**YOUR TASK:** Reproduce exactly the line in which "Target: glass window" occurs and all the lines after it, ending with the last line.

**DATA PROVIDED:**
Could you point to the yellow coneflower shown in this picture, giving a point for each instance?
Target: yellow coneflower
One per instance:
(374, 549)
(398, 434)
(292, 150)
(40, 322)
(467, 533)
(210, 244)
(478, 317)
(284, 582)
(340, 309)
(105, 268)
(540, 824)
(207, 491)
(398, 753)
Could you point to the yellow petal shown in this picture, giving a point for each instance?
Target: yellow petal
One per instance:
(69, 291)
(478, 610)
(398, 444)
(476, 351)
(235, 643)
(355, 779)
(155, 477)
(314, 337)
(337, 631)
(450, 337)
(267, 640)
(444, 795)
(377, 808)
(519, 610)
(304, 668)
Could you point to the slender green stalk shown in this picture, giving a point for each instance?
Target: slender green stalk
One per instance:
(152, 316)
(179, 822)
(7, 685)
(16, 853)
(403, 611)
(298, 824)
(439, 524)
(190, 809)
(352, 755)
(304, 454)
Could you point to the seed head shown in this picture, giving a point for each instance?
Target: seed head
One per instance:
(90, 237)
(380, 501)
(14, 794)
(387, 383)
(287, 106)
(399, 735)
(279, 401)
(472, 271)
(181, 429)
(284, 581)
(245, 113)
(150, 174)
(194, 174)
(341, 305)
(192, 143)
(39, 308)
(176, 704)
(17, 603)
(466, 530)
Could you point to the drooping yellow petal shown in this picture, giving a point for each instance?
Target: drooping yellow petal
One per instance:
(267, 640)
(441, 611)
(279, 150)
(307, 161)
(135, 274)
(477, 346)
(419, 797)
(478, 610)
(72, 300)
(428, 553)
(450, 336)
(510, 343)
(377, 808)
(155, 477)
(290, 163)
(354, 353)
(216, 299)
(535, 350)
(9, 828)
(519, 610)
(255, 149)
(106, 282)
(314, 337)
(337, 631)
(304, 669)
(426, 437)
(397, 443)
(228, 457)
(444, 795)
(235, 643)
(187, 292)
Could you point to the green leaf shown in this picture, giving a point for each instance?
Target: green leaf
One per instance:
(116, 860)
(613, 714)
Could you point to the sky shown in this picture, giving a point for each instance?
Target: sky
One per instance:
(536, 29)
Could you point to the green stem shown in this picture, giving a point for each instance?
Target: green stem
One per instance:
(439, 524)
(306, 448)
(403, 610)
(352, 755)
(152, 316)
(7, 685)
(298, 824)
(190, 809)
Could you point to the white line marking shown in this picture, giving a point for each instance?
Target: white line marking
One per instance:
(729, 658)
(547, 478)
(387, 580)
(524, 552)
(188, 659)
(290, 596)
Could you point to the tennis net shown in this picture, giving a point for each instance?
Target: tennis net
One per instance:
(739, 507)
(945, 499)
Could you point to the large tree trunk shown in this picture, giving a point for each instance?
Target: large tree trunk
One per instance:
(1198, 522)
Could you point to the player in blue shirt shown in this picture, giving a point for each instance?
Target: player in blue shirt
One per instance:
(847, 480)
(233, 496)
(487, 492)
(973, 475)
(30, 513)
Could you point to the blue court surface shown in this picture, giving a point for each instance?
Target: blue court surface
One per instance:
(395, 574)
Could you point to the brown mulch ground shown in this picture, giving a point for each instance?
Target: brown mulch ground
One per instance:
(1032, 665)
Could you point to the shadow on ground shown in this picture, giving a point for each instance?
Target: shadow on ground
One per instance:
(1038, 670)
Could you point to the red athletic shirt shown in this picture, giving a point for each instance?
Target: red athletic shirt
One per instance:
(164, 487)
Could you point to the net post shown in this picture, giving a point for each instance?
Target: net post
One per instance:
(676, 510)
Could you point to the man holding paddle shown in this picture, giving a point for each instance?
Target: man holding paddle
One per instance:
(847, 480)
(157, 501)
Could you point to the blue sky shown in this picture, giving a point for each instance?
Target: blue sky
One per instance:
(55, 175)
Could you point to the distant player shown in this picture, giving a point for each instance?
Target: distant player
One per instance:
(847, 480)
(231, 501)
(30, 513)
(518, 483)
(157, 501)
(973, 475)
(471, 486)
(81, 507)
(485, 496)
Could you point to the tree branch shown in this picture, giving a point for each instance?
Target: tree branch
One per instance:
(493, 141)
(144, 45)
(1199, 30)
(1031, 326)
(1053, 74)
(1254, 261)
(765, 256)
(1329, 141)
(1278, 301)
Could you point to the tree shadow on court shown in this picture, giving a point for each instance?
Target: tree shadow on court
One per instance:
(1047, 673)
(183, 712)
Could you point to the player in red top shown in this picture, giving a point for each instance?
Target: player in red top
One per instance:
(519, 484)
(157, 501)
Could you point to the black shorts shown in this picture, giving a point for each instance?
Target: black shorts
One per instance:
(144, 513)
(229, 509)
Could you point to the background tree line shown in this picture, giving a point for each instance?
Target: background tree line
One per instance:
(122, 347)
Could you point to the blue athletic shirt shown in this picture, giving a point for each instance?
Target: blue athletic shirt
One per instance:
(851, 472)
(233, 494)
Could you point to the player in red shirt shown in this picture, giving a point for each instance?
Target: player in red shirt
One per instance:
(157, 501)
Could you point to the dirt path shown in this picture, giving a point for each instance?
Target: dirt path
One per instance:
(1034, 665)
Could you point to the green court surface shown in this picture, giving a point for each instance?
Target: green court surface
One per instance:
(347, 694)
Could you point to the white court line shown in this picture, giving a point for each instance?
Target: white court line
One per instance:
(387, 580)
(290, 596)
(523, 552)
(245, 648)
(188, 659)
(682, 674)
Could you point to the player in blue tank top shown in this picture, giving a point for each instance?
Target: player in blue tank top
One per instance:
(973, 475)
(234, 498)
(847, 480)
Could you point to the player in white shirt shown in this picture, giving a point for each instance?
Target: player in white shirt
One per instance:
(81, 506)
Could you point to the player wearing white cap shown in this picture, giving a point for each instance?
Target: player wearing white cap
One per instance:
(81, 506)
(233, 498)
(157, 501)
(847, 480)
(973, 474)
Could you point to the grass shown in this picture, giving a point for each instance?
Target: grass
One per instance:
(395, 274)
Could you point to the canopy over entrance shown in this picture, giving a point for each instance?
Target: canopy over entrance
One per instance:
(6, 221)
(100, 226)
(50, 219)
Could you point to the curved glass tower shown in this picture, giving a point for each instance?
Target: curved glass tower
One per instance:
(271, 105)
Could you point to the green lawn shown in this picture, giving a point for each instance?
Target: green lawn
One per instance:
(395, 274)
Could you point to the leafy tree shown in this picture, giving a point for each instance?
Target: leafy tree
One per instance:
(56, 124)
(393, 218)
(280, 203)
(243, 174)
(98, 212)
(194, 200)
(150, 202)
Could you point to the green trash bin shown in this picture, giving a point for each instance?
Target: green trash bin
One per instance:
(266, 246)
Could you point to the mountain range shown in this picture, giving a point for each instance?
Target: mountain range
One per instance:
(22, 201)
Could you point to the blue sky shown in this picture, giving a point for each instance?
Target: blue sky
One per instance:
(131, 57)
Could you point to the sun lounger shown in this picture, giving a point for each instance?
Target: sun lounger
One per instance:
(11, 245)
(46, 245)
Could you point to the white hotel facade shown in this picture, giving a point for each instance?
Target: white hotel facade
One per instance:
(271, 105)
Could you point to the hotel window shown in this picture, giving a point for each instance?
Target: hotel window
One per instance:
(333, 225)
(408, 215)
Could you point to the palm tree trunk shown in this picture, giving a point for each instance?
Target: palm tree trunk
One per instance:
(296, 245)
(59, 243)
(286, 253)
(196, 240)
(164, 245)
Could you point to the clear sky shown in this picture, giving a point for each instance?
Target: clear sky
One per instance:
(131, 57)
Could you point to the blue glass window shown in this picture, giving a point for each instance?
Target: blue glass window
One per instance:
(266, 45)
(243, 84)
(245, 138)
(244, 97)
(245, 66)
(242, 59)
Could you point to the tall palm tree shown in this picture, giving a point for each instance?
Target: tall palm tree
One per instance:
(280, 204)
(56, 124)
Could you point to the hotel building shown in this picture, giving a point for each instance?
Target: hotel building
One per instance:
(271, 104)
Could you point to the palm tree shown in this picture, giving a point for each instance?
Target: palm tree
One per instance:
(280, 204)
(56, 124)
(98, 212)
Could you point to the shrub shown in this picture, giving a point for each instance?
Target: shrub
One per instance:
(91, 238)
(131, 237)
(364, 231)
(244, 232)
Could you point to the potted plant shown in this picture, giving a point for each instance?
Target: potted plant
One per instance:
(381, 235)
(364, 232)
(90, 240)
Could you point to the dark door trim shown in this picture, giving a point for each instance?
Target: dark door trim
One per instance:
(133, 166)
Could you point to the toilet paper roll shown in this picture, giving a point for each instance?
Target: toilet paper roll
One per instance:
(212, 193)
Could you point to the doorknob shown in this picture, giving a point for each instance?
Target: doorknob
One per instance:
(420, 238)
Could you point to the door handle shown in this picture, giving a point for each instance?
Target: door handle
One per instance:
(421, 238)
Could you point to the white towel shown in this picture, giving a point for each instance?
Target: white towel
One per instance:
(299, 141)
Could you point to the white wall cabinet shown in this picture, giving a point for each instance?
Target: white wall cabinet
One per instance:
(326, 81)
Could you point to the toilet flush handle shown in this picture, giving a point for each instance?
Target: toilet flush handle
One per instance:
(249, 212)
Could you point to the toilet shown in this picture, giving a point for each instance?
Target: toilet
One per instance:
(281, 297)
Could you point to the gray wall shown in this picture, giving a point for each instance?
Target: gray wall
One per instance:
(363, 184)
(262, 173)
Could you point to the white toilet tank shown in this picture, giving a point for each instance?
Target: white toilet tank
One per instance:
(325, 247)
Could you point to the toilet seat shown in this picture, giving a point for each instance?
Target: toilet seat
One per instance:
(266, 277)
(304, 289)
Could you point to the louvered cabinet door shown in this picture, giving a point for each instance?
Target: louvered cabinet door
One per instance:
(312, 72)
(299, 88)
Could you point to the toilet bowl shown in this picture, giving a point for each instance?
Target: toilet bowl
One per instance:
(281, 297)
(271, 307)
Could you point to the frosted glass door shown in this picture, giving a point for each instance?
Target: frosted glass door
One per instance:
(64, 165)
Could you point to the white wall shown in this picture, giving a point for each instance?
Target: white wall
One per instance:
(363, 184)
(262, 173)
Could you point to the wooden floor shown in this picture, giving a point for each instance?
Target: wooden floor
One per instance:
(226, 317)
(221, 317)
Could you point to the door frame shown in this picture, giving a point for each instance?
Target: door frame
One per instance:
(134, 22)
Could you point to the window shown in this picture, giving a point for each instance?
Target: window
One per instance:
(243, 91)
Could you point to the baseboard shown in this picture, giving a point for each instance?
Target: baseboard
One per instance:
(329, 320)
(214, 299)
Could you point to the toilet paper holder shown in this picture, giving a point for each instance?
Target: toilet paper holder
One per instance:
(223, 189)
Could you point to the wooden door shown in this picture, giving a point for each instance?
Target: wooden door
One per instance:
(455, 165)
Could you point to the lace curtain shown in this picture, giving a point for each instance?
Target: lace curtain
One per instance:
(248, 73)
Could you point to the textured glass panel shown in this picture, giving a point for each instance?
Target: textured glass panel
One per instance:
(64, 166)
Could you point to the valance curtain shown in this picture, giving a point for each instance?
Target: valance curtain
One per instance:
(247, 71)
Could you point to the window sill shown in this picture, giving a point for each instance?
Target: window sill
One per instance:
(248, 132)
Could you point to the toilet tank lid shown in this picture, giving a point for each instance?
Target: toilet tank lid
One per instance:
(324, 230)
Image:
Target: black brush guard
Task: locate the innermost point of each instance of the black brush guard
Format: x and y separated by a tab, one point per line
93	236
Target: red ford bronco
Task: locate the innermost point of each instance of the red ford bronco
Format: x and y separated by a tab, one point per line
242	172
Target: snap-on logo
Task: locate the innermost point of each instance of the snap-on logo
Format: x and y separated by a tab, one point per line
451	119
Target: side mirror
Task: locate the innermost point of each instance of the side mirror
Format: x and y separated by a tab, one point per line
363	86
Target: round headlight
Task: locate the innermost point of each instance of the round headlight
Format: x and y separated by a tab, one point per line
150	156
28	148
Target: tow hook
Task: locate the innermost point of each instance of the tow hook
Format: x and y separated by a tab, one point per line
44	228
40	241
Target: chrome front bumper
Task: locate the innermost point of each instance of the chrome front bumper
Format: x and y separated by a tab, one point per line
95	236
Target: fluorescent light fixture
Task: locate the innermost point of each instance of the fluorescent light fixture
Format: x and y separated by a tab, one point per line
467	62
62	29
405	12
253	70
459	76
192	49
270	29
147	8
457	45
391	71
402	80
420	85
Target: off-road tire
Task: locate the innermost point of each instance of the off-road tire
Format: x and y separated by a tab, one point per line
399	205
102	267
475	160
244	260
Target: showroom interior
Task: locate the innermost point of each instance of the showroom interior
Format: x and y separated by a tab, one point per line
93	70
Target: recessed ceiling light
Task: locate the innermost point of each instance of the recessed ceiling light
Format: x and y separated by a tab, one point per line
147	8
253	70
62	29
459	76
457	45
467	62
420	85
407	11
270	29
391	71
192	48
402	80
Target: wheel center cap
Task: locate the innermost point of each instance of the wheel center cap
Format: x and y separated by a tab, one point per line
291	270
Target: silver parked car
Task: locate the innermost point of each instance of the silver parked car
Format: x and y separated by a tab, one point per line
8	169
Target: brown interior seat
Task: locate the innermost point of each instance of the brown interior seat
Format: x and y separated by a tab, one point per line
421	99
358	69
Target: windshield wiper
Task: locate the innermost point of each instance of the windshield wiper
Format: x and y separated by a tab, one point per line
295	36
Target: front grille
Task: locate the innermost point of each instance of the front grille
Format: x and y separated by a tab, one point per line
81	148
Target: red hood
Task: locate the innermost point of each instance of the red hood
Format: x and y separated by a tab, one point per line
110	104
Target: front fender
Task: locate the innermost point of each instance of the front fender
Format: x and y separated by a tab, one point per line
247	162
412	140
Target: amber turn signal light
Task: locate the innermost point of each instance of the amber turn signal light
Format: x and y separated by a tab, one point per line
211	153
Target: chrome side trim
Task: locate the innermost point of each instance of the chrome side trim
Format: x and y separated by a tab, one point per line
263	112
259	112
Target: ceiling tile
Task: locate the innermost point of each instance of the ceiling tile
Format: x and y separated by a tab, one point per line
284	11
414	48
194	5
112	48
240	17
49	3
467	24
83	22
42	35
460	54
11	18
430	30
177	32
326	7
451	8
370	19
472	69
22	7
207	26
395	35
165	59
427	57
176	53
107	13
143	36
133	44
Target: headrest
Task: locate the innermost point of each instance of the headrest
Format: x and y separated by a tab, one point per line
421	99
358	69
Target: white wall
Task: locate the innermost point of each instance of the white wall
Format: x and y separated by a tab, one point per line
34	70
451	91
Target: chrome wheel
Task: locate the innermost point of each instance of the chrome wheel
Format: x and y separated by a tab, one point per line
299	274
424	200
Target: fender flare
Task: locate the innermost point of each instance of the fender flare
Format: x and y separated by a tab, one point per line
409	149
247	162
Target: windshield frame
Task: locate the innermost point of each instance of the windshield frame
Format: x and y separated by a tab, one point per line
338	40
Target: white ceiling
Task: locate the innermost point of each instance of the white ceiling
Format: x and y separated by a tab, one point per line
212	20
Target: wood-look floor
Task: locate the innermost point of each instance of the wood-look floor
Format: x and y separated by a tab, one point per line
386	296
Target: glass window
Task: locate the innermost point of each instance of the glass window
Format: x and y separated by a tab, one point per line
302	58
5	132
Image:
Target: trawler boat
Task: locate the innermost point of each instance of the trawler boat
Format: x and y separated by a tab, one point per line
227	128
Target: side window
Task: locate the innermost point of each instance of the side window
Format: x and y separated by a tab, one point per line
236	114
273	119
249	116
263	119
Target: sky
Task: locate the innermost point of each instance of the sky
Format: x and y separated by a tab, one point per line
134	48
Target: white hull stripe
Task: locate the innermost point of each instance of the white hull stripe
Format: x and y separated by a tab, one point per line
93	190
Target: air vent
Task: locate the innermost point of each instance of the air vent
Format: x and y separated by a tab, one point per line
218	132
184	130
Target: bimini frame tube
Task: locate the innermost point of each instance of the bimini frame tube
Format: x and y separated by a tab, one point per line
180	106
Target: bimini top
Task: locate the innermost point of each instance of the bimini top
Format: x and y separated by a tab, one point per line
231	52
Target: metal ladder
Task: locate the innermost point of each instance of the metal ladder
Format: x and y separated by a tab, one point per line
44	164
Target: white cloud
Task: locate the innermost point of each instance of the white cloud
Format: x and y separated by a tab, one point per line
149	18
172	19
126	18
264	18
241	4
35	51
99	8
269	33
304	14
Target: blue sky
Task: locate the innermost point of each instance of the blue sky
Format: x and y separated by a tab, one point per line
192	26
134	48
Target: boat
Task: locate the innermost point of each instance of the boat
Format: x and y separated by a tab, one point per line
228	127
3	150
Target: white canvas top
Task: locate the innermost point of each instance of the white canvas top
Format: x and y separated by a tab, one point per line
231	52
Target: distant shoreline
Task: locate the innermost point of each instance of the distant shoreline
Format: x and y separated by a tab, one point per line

**TASK OUTPUT:**
Target: glass window
Task: locate the innermost point of each instance of the glass window
Format: x and y separated by a tab, one point per line
302	58
5	132
Image:
Target: trawler boat
Task: locate the innermost point of each instance of the trawler boat
Format: x and y separated by a tab, one point per line
227	128
Target: side window
Task: locate the innermost point of each instance of the side window
Format: x and y separated by a tab, one point per line
236	114
273	119
249	116
263	119
Target: sky
Task: locate the innermost point of each instance of the sky
Format: x and y separated by a tab, one point per line
134	48
Target: white hull stripe
Task: locate the innermost point of each instance of the white hull stripe
Format: x and y separated by a tab, one point per line
93	190
Target: air vent
Task: locate the innermost point of each instance of the air vent
Format: x and y separated by a tab, one point per line
218	132
184	130
Target: bimini frame tube
Task: locate the innermost point of each instance of the bimini frame tube
Format: x and y separated by a tab, one point per line
180	106
Target: bimini top
Task: locate the innermost point of each instance of the bimini top
Format: x and y separated by a tab, one point per line
231	52
Target: metal ladder
Task: locate the innermost point of each instance of the metal ladder
Format: x and y separated by a tab, one point per line
44	164
Target: white cloud
Task: locate the innermost point of each instance of the white cloud
Format: x and y separated by a tab, one point per line
149	18
172	19
126	18
264	18
241	4
35	51
99	8
269	33
304	14
Target: blue sky
Task: locate the innermost point of each instance of the blue sky
Format: x and y separated by a tab, one point per line
192	26
134	48
Target: boat
Task: locate the innermost point of each instance of the boat
Format: x and y separated by a tab, one point per line
228	127
3	150
Target: white canvas top
Task: locate the innermost point of each instance of the white canvas top
Format: x and y separated by a tab, one point per line
231	52
Target: distant shoreline
Task: locate the innermost point of each instance of the distant shoreline
Format: x and y separated by a tab, one point per line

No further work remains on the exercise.